## [Records from a data collection]
*** Block opens ***
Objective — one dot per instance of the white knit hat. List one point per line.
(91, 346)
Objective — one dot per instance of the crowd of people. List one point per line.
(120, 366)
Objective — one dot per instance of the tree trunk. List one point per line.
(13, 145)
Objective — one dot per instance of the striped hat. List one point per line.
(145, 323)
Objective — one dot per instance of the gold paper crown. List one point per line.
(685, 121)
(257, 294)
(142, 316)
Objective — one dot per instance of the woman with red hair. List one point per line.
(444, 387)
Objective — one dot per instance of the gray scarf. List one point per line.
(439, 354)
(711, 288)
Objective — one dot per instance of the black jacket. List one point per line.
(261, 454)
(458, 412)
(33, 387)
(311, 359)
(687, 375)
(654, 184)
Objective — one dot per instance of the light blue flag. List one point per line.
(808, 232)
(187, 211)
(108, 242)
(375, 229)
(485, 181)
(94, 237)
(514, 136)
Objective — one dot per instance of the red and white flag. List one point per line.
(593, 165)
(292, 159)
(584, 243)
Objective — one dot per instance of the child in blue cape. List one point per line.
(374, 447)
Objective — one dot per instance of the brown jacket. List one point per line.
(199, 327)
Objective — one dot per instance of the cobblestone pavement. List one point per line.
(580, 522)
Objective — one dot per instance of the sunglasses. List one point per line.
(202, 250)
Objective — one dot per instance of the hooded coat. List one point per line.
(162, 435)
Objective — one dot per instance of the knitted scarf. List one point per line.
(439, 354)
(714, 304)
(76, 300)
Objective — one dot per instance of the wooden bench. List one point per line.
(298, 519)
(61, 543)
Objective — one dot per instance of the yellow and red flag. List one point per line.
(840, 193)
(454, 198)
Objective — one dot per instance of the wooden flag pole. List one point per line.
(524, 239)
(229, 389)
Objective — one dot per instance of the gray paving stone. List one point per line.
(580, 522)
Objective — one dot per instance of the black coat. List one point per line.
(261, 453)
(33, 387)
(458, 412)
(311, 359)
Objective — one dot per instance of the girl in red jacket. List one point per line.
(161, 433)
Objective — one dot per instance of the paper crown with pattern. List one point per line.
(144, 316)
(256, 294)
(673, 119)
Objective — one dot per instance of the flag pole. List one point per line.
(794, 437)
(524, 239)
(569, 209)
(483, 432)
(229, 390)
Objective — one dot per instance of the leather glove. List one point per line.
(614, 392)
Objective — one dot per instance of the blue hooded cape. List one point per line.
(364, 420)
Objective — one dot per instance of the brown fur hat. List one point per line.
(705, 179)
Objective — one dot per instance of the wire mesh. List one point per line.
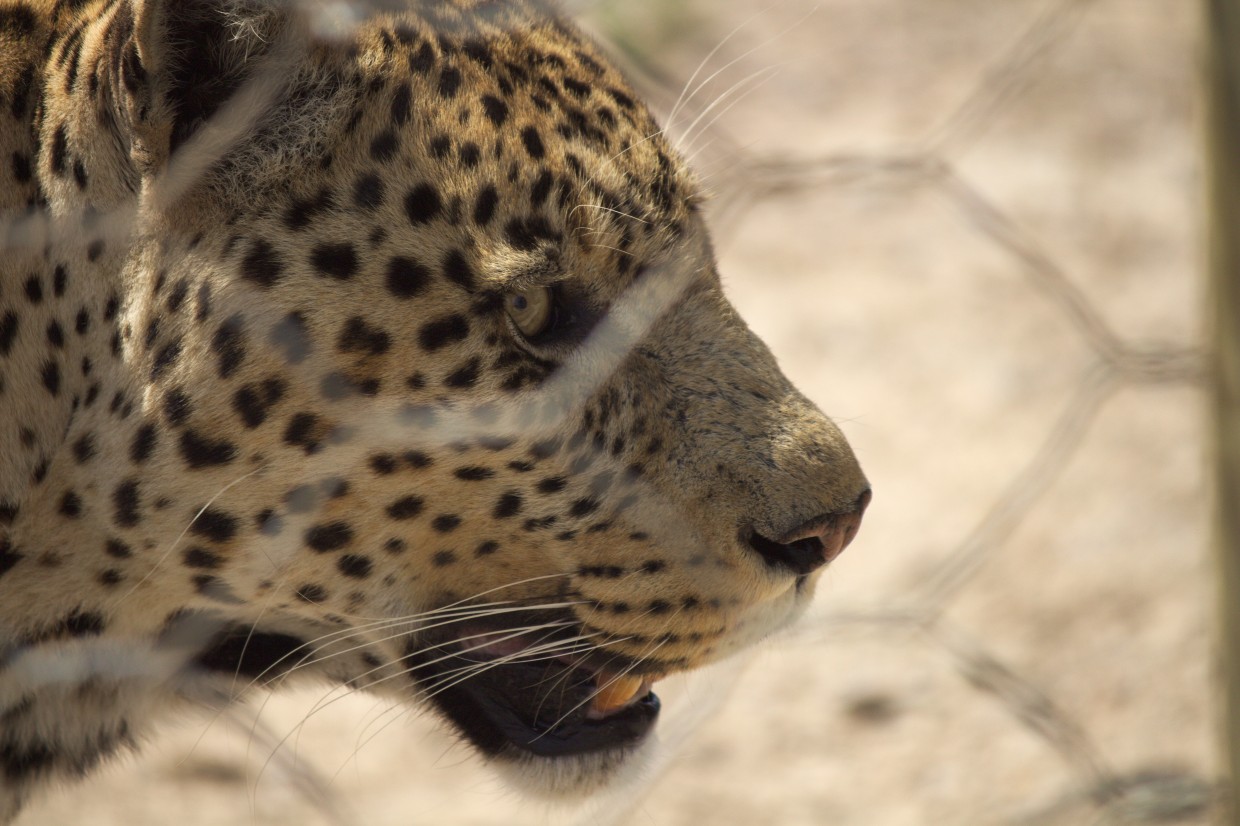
*** Block closes ***
## [Brief]
Copy the entries character for character, excluding any pictures.

## [Written solution]
Objective — one dot per instance of the white knit hat. List one point per line.
(91, 346)
Objective — one dot per instance of the crowd of people. List one point per line.
(120, 366)
Objective — one dot per instance of the tree trunk. List one point per line.
(13, 145)
Objective — one dot per instance of the striped hat. List one point per line.
(145, 323)
Objective — one dot per instance of the gold paper crown. List one point per line.
(685, 121)
(257, 294)
(142, 316)
Objective — one dot per instance of the woman with red hair. List one point per line.
(444, 387)
Objective — one dot per instance of the gray scarf. List one point per line.
(439, 354)
(711, 288)
Objective — one dot per instance of the black jacket. List one point per line.
(261, 454)
(458, 412)
(33, 387)
(311, 359)
(687, 375)
(654, 184)
Objective — one dot per instance of the light blue flag. List one point per line.
(808, 232)
(187, 211)
(108, 242)
(375, 229)
(485, 181)
(94, 237)
(514, 136)
Objective — one dot per instance of the red and white flag. List one point per line.
(593, 165)
(292, 159)
(584, 243)
Objective — one dot per instance of the child in blue cape. List one point per line.
(374, 447)
Objective — one dot per instance of the brown jacket. List one point per line.
(199, 327)
Objective — one dot per instance of the cobblestone pavement. List one point per line.
(580, 522)
Objective — one dot per instance of the sunglasses. List one point per line.
(202, 250)
Objective — one dot per instance of the hooded coat. List one point per line.
(162, 435)
Objective — one dot per instance of the knitted scarf. List one point per line.
(439, 354)
(714, 304)
(76, 300)
Objective — one dot per instance of the wooden bench. List one point per line.
(298, 519)
(61, 543)
Objective — one dot per instance of the yellow and red flag. List one point per line.
(840, 193)
(454, 198)
Objective — one dot per instance of the wooden flag pole. List one point per line.
(524, 239)
(229, 389)
Objective — one dot per instance of the gray paving stone. List one point per line.
(580, 522)
Objective — one dot per instance of the black coat. List one point per line.
(261, 453)
(33, 387)
(458, 412)
(311, 359)
Objective — one dot per instance of the girl in red jacket. List one point per line.
(161, 433)
Objective — one dot per instance of the paper crown with pattern. List one point per line.
(144, 316)
(256, 294)
(673, 119)
Objective — one dot per instance of the flag pole. List one point per line.
(794, 437)
(524, 239)
(569, 209)
(483, 432)
(229, 390)
Objective — one dot per instance of the leather glove. List one point per line.
(614, 392)
Objective — one dot per instance of the blue hooded cape. List one point per line.
(364, 420)
Objective — one dot per instance of the brown fur hat. List one point per line.
(705, 179)
Objective — one dot per instance of the wire mesh. List one point per line.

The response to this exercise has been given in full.